§ **WHAT IS REQUIRED**:
What follows is a block of records; restate each one word for word.

* * * *

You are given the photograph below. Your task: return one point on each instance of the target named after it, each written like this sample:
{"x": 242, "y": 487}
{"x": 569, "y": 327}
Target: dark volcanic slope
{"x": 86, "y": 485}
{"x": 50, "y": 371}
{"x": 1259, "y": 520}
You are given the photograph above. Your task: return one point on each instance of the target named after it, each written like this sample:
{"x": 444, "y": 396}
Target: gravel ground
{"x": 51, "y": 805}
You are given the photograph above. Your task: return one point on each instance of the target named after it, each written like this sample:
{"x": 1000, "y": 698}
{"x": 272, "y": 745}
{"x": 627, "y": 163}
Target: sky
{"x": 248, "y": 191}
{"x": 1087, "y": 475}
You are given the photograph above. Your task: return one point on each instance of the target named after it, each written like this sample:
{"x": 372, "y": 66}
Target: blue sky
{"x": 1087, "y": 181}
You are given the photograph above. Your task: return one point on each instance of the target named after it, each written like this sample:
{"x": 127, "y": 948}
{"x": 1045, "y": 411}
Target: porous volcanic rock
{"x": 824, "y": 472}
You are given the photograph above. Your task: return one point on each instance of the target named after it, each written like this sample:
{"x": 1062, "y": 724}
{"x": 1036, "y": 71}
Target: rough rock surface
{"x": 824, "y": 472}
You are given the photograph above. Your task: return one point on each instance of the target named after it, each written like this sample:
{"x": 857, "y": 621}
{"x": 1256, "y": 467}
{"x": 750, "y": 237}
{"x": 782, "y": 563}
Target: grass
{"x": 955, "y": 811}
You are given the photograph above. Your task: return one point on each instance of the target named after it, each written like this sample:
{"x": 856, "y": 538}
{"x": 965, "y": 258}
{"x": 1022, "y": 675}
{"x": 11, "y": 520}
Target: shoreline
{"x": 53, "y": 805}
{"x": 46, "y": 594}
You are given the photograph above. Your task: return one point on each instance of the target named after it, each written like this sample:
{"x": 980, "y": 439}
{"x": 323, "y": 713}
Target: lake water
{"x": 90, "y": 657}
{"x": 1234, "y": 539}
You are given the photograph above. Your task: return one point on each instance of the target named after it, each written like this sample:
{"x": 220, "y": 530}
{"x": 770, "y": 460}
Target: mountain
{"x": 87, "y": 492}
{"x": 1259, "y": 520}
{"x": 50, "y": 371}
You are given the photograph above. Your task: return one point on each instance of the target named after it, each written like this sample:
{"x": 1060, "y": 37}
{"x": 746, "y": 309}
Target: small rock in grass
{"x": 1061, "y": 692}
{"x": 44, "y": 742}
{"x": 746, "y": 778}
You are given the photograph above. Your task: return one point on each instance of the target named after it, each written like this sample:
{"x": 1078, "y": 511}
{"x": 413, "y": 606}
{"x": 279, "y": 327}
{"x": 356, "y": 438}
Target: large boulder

* * * *

§ **RESPONSE FOR THIS EXERCISE**:
You are given the photograph below. Your task: return one point on each instance of the target named after it, each written like this sample:
{"x": 242, "y": 487}
{"x": 569, "y": 327}
Target: dark volcanic slope
{"x": 86, "y": 485}
{"x": 50, "y": 371}
{"x": 1259, "y": 520}
You are given the photograph above. Your task: return one point on each instance of the target named after it, each written like this sample:
{"x": 444, "y": 396}
Target: gravel ground
{"x": 51, "y": 805}
You are given the photograph above. Your task: return one point on each instance of the target named after it, each written like this sample:
{"x": 1000, "y": 698}
{"x": 272, "y": 745}
{"x": 627, "y": 163}
Target: sky
{"x": 248, "y": 191}
{"x": 1087, "y": 475}
You are given the photograph above. Your task: return one point on each instance of the target named after it, each written like this sample:
{"x": 372, "y": 66}
Target: blue sky
{"x": 1087, "y": 181}
You are given the photograph above. Your task: return one point on each instance of the target named after it, each written like this sample:
{"x": 127, "y": 948}
{"x": 1045, "y": 411}
Target: porous volcanic rock
{"x": 824, "y": 472}
You are given the photograph above. Your task: return one point on each instance of the target named after it, each written like this sample:
{"x": 1062, "y": 724}
{"x": 1036, "y": 71}
Target: rough rock surface
{"x": 824, "y": 472}
You are given the photograph above. Your task: return one point on each instance of the target named after it, each written like this sample:
{"x": 857, "y": 621}
{"x": 1256, "y": 467}
{"x": 750, "y": 237}
{"x": 782, "y": 563}
Target: grass
{"x": 955, "y": 811}
You are given the photograph above. Your task: return one point on each instance of the target named after it, each written like this sample:
{"x": 856, "y": 538}
{"x": 965, "y": 258}
{"x": 1022, "y": 675}
{"x": 11, "y": 520}
Target: shoreline
{"x": 53, "y": 805}
{"x": 46, "y": 594}
You are given the photograph above. Your task: return one point on each instance of the target named after it, each written like this sample:
{"x": 980, "y": 439}
{"x": 323, "y": 713}
Target: lake water
{"x": 90, "y": 657}
{"x": 1234, "y": 539}
You are given the photograph above. Your task: return one point on each instance of the target named after it, each written like this sample:
{"x": 220, "y": 530}
{"x": 770, "y": 460}
Target: mountain
{"x": 87, "y": 492}
{"x": 1259, "y": 520}
{"x": 50, "y": 371}
You are given the photograph above. Your task: return one point on each instance of the target named after it, each written like this sample:
{"x": 1060, "y": 37}
{"x": 746, "y": 309}
Target: small rock in grass
{"x": 1061, "y": 692}
{"x": 44, "y": 742}
{"x": 746, "y": 778}
You are given the photograph above. Your task: return one point on each instance of the target named after it, each written like this sample:
{"x": 1078, "y": 511}
{"x": 413, "y": 606}
{"x": 279, "y": 327}
{"x": 356, "y": 438}
Target: large boulder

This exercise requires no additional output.